PROVIDED INFORMATION ::
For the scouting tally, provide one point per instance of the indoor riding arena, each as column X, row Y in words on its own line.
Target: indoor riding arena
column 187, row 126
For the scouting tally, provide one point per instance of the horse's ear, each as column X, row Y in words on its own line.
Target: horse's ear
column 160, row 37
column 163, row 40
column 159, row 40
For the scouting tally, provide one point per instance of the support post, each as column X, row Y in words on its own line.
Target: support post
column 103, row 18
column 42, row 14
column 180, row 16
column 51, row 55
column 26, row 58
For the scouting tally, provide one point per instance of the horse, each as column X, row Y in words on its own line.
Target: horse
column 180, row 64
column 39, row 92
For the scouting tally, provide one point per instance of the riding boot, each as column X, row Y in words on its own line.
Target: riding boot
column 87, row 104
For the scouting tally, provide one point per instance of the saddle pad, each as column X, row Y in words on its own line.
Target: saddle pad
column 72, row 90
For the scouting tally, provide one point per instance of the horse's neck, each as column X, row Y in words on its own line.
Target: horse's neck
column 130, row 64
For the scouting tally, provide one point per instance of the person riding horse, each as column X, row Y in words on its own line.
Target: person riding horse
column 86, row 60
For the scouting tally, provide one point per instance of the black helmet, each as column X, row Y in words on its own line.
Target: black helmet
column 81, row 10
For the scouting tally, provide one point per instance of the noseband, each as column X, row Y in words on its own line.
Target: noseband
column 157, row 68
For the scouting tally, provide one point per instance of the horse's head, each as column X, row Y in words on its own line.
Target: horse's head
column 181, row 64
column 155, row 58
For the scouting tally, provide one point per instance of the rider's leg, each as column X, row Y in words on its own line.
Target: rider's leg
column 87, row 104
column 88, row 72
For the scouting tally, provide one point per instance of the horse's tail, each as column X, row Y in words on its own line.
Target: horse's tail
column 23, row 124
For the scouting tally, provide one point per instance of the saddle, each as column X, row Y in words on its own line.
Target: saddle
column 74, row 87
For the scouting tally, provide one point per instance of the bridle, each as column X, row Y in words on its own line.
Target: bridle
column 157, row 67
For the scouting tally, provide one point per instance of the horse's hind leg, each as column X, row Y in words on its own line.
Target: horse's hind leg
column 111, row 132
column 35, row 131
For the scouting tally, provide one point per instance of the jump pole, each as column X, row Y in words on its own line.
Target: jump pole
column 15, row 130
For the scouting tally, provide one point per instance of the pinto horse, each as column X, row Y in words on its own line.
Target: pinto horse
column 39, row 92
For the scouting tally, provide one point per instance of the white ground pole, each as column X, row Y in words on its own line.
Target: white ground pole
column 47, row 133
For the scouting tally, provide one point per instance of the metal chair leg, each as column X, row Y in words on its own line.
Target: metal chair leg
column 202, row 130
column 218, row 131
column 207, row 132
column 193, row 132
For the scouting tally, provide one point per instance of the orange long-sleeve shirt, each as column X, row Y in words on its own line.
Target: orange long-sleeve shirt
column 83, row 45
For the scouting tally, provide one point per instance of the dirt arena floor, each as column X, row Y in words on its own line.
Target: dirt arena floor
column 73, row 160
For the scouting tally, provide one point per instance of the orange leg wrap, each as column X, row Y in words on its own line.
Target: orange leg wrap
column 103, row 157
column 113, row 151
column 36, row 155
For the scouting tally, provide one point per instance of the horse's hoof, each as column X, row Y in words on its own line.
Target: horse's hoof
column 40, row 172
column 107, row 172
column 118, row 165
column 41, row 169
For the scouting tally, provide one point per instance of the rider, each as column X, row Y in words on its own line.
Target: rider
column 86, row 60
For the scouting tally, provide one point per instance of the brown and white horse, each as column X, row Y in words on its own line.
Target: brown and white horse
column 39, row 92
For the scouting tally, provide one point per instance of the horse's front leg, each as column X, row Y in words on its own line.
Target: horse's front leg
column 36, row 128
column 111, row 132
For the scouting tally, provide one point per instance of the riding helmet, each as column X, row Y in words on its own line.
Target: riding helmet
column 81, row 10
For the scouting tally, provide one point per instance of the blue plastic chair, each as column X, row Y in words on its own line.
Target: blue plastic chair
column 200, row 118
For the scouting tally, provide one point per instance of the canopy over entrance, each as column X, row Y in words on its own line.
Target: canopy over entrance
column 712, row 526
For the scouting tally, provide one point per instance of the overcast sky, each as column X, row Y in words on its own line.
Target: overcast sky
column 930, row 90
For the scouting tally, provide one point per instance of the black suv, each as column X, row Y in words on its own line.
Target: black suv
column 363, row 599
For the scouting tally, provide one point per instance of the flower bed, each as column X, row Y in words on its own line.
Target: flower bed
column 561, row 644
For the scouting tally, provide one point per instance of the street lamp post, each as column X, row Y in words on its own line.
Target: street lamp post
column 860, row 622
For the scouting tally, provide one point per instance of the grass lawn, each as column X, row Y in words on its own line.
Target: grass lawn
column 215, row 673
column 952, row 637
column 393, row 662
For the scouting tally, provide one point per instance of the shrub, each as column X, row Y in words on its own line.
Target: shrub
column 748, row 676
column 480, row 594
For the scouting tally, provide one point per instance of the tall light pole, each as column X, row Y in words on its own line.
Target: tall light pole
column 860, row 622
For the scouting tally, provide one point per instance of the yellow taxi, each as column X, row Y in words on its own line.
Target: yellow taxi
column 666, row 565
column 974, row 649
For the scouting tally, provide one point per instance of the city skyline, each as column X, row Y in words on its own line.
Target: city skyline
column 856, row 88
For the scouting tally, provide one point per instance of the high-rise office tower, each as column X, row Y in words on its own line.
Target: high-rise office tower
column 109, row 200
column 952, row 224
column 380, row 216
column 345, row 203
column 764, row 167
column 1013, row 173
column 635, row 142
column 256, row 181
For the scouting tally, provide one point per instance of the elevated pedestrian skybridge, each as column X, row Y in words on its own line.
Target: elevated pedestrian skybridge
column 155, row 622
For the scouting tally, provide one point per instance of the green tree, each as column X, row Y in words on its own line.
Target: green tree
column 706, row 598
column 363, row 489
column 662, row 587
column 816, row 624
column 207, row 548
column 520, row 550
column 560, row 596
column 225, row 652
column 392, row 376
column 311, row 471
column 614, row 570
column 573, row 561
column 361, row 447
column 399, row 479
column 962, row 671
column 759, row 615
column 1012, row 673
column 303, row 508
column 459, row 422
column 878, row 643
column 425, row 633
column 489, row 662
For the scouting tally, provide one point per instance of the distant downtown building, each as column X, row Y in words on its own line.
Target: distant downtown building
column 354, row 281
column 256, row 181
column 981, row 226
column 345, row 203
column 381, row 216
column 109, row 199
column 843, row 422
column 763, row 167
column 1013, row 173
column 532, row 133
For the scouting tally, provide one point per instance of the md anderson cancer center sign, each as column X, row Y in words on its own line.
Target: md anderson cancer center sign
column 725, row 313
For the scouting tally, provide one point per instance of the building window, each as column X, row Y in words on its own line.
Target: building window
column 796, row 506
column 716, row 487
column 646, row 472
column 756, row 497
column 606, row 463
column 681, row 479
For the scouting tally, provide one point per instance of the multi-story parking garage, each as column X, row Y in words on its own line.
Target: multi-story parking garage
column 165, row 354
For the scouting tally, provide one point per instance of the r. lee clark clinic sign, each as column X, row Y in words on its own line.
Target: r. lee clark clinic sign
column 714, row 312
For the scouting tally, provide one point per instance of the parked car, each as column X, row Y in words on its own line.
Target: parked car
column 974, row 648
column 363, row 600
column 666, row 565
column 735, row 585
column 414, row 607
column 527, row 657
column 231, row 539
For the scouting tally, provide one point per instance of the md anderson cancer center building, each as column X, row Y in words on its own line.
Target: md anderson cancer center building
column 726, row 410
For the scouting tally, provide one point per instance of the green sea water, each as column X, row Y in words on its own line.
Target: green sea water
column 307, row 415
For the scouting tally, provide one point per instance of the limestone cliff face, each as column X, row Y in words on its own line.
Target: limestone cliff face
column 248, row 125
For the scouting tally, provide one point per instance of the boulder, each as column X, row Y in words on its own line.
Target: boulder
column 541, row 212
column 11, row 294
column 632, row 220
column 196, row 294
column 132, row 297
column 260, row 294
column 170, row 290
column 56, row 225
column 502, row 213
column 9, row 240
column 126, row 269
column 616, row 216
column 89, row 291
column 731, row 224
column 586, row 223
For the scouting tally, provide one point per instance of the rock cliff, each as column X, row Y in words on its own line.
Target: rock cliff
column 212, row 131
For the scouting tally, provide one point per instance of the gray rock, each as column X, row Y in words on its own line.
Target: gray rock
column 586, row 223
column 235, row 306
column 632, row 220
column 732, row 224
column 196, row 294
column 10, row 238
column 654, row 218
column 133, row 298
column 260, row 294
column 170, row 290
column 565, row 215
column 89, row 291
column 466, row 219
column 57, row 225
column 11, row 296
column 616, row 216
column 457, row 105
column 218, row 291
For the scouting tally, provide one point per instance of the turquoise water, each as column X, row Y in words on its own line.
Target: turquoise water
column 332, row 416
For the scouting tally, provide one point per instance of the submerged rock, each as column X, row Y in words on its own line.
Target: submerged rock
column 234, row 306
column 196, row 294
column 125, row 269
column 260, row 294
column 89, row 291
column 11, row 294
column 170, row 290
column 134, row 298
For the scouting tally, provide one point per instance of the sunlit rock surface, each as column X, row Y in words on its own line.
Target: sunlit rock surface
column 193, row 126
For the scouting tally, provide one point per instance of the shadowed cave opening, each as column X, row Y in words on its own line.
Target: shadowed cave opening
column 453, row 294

GIVEN INSTRUCTION :: Please convert the lines from the one containing "of the turquoise" through the end of the entries, inclusive, into a Markdown table with the columns Row and Line, leaving out any blank lines.

TASK SOLUTION ::
| Row | Line |
|---|---|
| 1 | For the scouting tally, provide one point per instance of the turquoise water, each as column X, row Y in words on its own line. |
| 2 | Target: turquoise water |
| 3 | column 332, row 416 |
| 4 | For the scouting tally, provide one point per instance of the submerged rock, each as column X, row Y in words on its own line. |
| 5 | Target: submerged rock |
| 6 | column 234, row 306 |
| 7 | column 196, row 294 |
| 8 | column 125, row 269 |
| 9 | column 260, row 294 |
| 10 | column 89, row 291 |
| 11 | column 11, row 294 |
| 12 | column 170, row 290 |
| 13 | column 134, row 298 |
| 14 | For the scouting tally, provide one point per instance of the sunlit rock surface, each as column X, row Y in words on its own line. |
| 15 | Target: sunlit rock surface |
| 16 | column 193, row 126 |
| 17 | For the scouting tally, provide one point per instance of the shadowed cave opening, each as column X, row Y in words on its own line. |
| 18 | Target: shadowed cave opening |
| 19 | column 453, row 294 |